→ Supplied information:
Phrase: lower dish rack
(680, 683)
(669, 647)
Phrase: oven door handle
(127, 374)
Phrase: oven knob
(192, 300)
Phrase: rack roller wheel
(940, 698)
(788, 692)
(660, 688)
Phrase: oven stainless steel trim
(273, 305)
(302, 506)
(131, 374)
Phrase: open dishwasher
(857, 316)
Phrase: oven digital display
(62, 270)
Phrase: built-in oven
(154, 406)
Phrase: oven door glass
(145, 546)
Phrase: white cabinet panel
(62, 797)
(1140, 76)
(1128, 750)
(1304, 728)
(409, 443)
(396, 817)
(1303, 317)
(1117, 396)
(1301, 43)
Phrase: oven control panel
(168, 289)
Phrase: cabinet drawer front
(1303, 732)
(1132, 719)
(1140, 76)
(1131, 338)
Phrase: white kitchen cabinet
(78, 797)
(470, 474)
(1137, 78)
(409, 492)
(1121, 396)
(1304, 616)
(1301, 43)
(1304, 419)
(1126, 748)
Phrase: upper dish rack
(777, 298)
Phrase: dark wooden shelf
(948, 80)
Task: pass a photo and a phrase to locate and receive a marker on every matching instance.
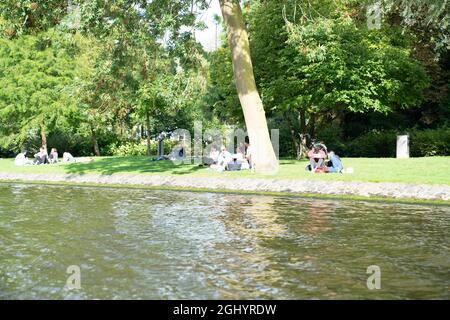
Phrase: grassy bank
(430, 170)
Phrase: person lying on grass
(41, 157)
(316, 158)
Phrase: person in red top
(316, 158)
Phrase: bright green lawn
(435, 170)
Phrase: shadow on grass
(112, 165)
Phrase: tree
(316, 65)
(36, 72)
(255, 119)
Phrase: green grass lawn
(434, 170)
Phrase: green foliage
(35, 75)
(128, 149)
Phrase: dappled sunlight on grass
(414, 170)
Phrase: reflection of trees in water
(269, 255)
(244, 267)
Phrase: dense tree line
(90, 76)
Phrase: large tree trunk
(95, 141)
(303, 142)
(147, 122)
(43, 136)
(255, 119)
(295, 139)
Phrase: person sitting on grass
(67, 157)
(21, 159)
(316, 158)
(222, 160)
(53, 156)
(41, 157)
(334, 164)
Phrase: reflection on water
(179, 245)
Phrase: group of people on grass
(221, 160)
(322, 161)
(42, 157)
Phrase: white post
(403, 146)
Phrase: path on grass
(340, 188)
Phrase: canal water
(60, 242)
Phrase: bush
(137, 148)
(128, 149)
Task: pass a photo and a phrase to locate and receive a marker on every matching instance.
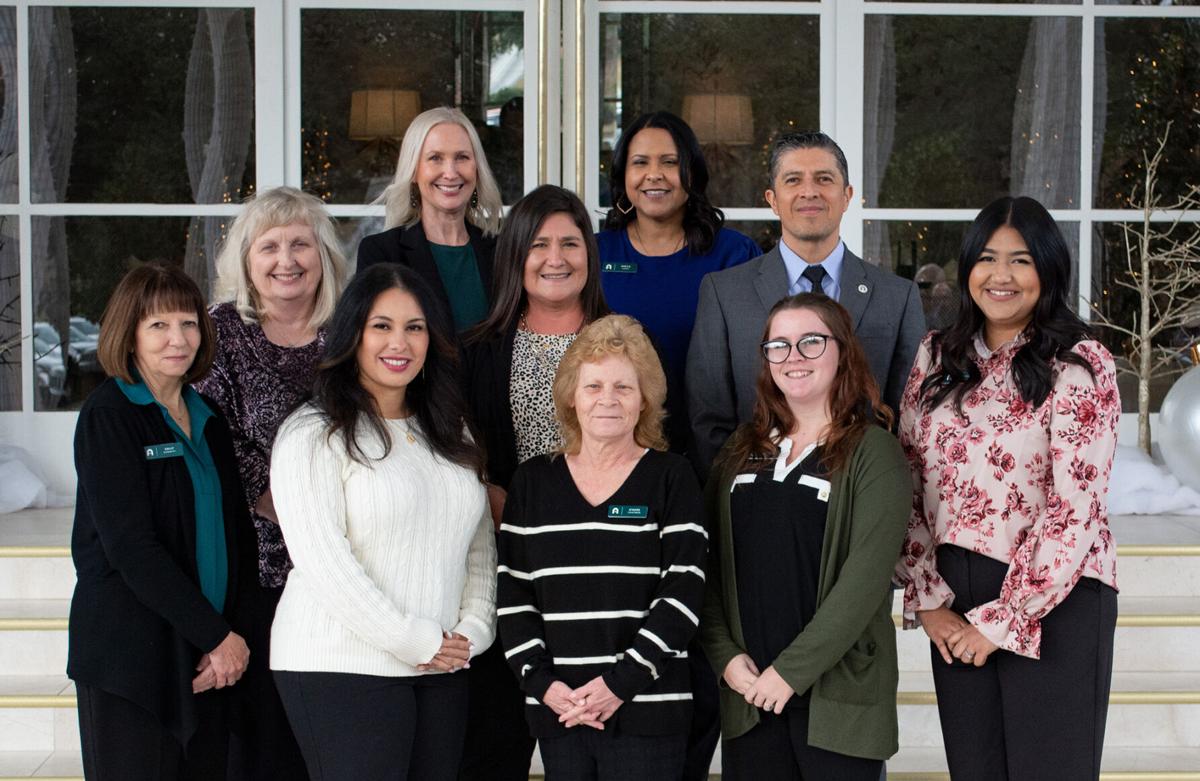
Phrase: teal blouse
(460, 276)
(210, 542)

→ Request: Give the stretch of material from the line containing "Phrase: oven control panel" through the end as a numbered list, with blank lines dropped and the pictures left out.

→ Finished exercise:
1. Phrase: oven control panel
2. (168, 289)
3. Phrase: cabinet drawer front
4. (1303, 732)
5. (1132, 719)
6. (1140, 76)
7. (1131, 338)
8. Phrase: white kitchen cabinet
9. (78, 797)
10. (470, 474)
11. (1137, 78)
12. (409, 492)
13. (1121, 396)
14. (1304, 616)
15. (1301, 43)
16. (1304, 419)
17. (1126, 748)
18. Phrase: upper dish rack
19. (777, 298)
20. Phrase: dark wooden shelf
21. (948, 80)
22. Task: pass a photo and a phrase to locate and receive a marker on every matching instance.
23. Phrase: grassy bank
24. (430, 170)
25. Phrase: person lying on grass
26. (41, 157)
27. (316, 158)
28. Phrase: person in red top
29. (316, 158)
30. Phrase: bright green lawn
31. (435, 170)
32. Phrase: shadow on grass
33. (112, 165)
34. Phrase: tree
35. (316, 65)
36. (36, 72)
37. (255, 119)
38. Phrase: green grass lawn
39. (434, 170)
40. Phrase: green foliage
41. (35, 75)
42. (128, 149)
43. Phrase: dappled sunlight on grass
44. (414, 170)
45. Phrase: reflection of trees in water
46. (269, 255)
47. (244, 267)
48. Phrase: dense tree line
49. (90, 76)
50. Phrase: large tree trunk
51. (95, 141)
52. (303, 142)
53. (147, 122)
54. (43, 136)
55. (255, 119)
56. (295, 139)
57. Phrase: person sitting on grass
58. (67, 157)
59. (21, 159)
60. (316, 158)
61. (222, 160)
62. (53, 156)
63. (41, 157)
64. (334, 164)
65. Phrase: reflection on water
66. (179, 245)
67. Phrase: group of people on grass
68. (221, 160)
69. (322, 161)
70. (42, 157)
71. Phrase: white post
72. (403, 146)
73. Phrase: path on grass
74. (340, 188)
75. Phrase: canal water
76. (60, 242)
77. Phrase: bush
78. (137, 148)
79. (128, 149)
80. Task: pass a photo and a phrase to locate and receive a marker on every matching instance.
81. Phrase: teal blouse
82. (460, 276)
83. (210, 542)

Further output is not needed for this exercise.